■ **Task goal**:
Could you copy every line from the material below in which "sample" appears?
START Dataset records
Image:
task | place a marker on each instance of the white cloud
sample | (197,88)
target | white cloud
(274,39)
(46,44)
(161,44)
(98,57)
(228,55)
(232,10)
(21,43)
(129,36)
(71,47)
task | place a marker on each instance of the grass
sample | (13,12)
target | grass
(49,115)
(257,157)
END Dataset records
START Dataset records
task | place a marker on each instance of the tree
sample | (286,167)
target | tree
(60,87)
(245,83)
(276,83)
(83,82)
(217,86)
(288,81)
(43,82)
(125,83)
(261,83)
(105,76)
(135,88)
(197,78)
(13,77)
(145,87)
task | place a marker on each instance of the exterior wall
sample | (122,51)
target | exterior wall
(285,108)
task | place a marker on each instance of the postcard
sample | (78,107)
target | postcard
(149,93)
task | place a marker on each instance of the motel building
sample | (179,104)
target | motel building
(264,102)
END Dataset records
■ **Answer below**:
sample | (197,88)
sample | (13,12)
sample | (286,167)
sample | (122,51)
sample | (78,107)
sample | (179,104)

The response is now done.